BEGIN

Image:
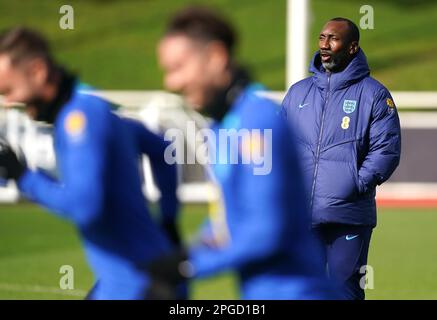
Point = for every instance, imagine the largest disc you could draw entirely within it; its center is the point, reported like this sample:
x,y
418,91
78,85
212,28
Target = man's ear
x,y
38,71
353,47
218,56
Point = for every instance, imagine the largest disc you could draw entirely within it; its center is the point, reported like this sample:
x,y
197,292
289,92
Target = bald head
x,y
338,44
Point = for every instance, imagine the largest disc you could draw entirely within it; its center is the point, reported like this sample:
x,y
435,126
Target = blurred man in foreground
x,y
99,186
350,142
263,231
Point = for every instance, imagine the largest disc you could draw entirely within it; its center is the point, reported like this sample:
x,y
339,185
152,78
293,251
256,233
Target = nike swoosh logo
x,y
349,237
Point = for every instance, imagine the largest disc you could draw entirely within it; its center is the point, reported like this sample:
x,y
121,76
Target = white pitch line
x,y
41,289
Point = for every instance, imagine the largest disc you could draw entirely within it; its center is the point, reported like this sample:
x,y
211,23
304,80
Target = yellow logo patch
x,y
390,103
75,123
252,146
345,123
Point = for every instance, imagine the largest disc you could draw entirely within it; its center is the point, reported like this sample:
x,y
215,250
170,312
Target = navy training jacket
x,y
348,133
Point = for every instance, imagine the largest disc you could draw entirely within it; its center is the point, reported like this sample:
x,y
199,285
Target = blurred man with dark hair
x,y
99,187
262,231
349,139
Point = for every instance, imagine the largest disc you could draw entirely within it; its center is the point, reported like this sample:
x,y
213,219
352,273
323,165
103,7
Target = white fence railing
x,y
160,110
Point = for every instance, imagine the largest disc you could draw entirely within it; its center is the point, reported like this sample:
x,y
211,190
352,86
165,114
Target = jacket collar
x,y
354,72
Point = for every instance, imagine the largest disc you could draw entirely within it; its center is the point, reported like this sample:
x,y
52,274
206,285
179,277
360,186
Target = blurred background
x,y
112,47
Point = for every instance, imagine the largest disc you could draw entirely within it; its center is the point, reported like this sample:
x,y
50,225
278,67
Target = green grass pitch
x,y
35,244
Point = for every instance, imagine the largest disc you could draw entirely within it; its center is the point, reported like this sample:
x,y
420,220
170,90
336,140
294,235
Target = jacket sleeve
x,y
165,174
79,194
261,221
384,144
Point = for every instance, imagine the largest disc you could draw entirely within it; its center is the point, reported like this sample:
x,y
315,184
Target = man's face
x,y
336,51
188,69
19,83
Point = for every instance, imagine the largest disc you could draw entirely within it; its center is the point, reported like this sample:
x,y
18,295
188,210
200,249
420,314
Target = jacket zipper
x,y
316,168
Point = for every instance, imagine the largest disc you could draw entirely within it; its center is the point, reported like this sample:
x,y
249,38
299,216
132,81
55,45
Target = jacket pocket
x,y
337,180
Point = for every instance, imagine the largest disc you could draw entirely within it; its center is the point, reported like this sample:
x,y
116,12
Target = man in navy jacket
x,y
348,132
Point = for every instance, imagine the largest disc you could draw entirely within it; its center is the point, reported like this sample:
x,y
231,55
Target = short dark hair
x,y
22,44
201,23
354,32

END
BEGIN

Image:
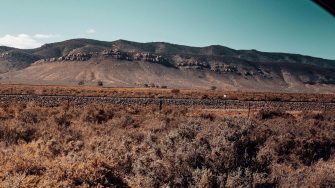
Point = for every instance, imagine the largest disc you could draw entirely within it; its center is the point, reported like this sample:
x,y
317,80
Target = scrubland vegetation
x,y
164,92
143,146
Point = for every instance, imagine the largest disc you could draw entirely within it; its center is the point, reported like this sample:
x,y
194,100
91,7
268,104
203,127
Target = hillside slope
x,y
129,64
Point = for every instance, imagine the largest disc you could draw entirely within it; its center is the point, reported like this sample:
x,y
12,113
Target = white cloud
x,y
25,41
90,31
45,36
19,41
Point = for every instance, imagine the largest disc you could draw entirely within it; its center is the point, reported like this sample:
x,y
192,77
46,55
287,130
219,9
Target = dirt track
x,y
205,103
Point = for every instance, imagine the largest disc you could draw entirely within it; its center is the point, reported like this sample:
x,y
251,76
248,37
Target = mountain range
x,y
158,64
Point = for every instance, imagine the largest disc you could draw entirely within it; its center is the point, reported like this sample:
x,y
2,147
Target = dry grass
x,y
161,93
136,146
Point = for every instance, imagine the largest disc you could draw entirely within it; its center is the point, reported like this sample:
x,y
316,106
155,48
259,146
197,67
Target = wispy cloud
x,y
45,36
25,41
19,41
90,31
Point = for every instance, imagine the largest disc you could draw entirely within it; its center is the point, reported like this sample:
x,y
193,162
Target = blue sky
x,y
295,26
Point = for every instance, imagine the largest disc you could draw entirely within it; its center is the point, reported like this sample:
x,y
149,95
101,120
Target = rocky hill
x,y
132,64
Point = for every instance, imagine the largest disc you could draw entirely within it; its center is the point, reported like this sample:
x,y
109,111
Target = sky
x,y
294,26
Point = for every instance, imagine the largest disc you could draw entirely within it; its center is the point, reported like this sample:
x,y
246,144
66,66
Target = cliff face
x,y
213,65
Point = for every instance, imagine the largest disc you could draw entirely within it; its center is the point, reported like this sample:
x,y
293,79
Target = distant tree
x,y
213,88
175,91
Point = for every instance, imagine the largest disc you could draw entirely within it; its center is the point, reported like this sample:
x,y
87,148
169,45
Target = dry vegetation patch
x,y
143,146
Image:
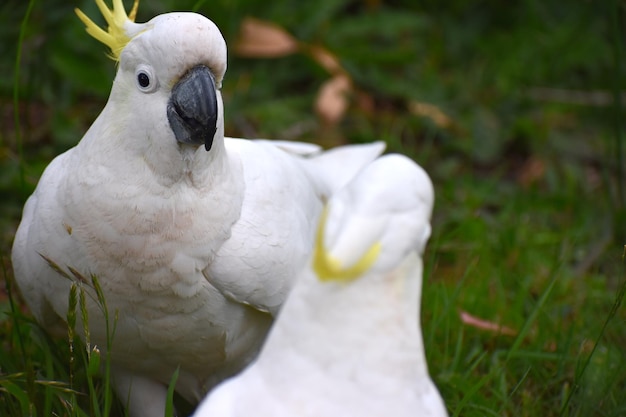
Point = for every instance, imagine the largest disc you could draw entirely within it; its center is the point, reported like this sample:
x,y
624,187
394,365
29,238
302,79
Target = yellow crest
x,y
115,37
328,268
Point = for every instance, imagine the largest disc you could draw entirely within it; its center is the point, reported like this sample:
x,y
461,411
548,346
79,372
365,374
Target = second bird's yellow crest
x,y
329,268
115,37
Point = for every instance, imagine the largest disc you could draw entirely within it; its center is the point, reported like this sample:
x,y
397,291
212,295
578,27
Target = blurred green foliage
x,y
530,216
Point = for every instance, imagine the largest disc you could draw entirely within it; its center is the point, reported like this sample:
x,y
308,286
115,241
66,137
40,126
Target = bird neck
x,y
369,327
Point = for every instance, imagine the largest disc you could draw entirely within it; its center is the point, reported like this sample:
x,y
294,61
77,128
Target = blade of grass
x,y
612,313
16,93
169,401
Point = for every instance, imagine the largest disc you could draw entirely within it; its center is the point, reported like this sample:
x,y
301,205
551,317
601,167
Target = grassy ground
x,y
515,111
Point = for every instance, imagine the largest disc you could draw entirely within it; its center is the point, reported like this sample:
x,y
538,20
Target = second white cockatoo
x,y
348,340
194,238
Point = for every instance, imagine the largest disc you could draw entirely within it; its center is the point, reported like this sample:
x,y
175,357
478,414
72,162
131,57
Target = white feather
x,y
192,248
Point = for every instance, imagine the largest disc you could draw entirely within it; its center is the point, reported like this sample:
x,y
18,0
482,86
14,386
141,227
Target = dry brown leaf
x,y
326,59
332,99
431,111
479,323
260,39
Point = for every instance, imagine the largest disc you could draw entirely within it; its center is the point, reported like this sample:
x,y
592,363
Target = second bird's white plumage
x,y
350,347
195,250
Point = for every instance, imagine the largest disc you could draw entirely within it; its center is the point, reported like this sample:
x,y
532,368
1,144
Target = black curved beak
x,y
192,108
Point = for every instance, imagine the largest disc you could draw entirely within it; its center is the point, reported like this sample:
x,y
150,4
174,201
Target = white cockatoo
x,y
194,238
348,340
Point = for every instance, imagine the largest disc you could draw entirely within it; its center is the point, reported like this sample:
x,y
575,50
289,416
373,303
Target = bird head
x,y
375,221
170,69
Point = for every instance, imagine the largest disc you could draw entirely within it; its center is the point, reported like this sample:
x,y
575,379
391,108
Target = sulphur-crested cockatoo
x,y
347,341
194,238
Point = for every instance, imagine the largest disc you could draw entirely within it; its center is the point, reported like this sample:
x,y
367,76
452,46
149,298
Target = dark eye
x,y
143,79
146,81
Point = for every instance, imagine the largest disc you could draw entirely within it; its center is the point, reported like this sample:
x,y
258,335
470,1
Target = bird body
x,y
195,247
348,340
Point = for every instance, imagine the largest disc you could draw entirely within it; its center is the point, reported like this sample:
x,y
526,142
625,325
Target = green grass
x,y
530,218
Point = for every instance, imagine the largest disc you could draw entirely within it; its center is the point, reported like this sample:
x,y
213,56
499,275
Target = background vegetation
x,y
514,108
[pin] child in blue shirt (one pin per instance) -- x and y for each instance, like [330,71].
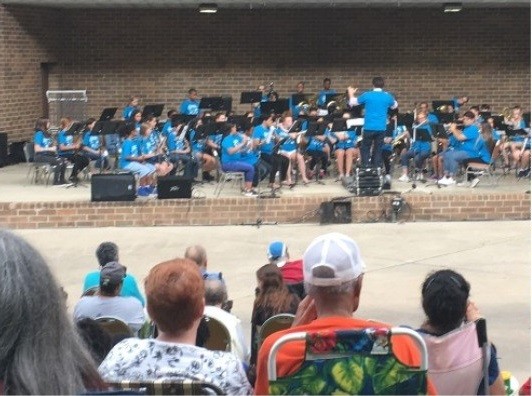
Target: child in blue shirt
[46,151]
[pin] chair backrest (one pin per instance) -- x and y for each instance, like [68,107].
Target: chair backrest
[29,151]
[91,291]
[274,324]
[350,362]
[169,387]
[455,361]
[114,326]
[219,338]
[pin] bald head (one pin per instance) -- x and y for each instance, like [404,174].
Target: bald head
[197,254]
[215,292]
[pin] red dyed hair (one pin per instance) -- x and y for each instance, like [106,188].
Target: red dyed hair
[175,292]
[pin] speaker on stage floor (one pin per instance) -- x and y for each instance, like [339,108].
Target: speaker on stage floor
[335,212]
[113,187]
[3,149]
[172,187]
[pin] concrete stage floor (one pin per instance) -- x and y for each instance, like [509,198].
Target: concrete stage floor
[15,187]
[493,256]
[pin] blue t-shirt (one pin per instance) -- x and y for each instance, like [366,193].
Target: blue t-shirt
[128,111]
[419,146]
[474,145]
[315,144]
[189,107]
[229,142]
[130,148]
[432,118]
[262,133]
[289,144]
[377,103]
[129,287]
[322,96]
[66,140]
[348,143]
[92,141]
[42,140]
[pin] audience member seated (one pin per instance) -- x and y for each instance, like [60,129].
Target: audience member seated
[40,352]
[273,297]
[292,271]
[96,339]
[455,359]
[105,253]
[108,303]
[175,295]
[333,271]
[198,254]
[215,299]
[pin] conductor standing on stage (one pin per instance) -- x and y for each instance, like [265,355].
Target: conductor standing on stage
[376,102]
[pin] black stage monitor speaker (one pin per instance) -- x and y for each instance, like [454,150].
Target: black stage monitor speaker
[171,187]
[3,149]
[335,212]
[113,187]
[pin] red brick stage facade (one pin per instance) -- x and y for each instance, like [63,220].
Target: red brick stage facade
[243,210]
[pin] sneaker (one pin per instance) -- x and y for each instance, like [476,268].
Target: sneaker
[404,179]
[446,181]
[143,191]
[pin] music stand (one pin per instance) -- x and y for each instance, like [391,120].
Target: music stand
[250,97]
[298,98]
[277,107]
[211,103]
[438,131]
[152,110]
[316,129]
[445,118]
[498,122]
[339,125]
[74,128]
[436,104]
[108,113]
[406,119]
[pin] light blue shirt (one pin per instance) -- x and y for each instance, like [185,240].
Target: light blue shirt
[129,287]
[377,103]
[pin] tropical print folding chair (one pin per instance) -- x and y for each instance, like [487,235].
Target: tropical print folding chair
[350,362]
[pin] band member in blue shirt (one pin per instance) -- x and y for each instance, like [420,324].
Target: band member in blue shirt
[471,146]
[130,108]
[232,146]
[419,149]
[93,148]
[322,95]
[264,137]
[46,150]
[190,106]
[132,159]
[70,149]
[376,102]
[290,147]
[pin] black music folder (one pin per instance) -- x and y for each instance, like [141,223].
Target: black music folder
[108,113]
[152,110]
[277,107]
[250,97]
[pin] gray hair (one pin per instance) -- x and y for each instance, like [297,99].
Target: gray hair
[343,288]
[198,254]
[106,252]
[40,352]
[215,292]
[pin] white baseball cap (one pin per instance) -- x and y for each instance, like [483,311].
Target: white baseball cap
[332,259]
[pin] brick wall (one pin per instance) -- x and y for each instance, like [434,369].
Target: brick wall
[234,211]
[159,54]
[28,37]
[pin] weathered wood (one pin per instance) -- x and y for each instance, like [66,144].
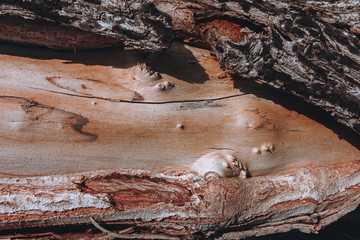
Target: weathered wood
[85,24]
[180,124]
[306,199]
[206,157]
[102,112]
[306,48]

END

WHAT NEEDS TO BE DONE: For this task, write out exactly the lines of the entries above, starting at the line with "[pin] blue t-shirt" and ending at the line with "[pin] red brick", both included, and no others.

TASK OUTPUT:
[pin] blue t-shirt (one pin per instance) -- x and y for each instance, like [366,193].
Target: blue t-shirt
[128,111]
[419,146]
[474,145]
[315,144]
[189,107]
[229,142]
[130,148]
[432,118]
[262,133]
[289,144]
[377,103]
[129,287]
[322,96]
[66,140]
[348,143]
[92,141]
[42,140]
[pin] audience member seated (one pin per instance) -- x and y for each instance, like [60,129].
Target: audience member seated
[40,352]
[273,297]
[292,271]
[96,339]
[455,359]
[105,253]
[108,303]
[175,295]
[333,271]
[198,254]
[215,299]
[pin] conductor standing on stage (one pin per instance) -- x and y for each instance, like [265,355].
Target: conductor standing on stage
[376,102]
[pin] black stage monitor speaker (one pin per instance) -- x and y for each instance, like [454,150].
Target: black stage monitor speaker
[171,187]
[3,149]
[335,212]
[113,187]
[pin] red brick stage facade (one pin per instance) -- x and y for each instance, like [63,220].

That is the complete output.